- What is required
Return the material below in full and exactly.
### Raw data ###
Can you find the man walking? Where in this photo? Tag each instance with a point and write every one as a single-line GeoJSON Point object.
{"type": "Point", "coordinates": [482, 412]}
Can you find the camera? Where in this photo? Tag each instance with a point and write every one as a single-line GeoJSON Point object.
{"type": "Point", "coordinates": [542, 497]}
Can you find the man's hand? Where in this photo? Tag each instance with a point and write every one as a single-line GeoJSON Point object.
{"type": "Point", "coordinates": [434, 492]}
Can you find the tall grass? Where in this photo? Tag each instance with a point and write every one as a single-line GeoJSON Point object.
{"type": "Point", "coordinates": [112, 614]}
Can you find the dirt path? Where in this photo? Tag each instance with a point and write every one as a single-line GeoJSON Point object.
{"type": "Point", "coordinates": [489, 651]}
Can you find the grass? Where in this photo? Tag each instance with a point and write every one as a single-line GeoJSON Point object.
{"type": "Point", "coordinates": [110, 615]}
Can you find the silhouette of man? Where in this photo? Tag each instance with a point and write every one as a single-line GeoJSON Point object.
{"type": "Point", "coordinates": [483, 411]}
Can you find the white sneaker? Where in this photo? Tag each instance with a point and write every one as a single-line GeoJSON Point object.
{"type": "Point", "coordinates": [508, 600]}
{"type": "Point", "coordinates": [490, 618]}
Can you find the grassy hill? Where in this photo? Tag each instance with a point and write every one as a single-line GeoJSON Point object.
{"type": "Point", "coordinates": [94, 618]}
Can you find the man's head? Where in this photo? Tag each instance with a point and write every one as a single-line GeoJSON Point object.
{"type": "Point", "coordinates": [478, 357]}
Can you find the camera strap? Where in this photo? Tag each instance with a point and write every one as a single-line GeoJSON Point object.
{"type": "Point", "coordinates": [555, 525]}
###
- Exercise solution
Can you find the man walking? Where in this photo? Tag each instance with a point and write every one as a single-line GeoJSON Point object.
{"type": "Point", "coordinates": [482, 412]}
Can you find the camera? Where in this photo? Tag each instance with a point and write every one as a single-line GeoJSON Point object.
{"type": "Point", "coordinates": [542, 497]}
Can you find the man's hand? Where in this photo? Tag each instance with a point and write every one as a single-line GeoJSON Point object.
{"type": "Point", "coordinates": [434, 492]}
Can you find the tall grass? Where in this photo? Tag each instance with a point and write every one as a single-line GeoJSON Point object.
{"type": "Point", "coordinates": [112, 614]}
Can you find the dirt path? Where in this photo? Tag each instance with a point and write every one as a single-line GeoJSON Point object.
{"type": "Point", "coordinates": [489, 651]}
Can you find the grass? Where in this photo? Tag each instance with a point and write every one as a single-line GeoJSON Point object.
{"type": "Point", "coordinates": [110, 615]}
Can you find the silhouette of man? Where in this photo? Tag each instance with a point and write every one as a single-line GeoJSON Point object.
{"type": "Point", "coordinates": [483, 411]}
Can you find the white sneaker? Where in this photo? Tag each instance with a point and write every one as a single-line GeoJSON Point object.
{"type": "Point", "coordinates": [508, 600]}
{"type": "Point", "coordinates": [490, 618]}
Can you find the grassy hill? Where in this photo? Tag each instance with a point and write every one as a single-line GeoJSON Point object.
{"type": "Point", "coordinates": [94, 618]}
Can you find the man's head? Where in this photo? Tag each instance with a point and write every one as a single-line GeoJSON Point object.
{"type": "Point", "coordinates": [478, 357]}
Can you find the camera strap? Where in this photo? Tag each instance with a point and write every one as a single-line GeoJSON Point object.
{"type": "Point", "coordinates": [555, 525]}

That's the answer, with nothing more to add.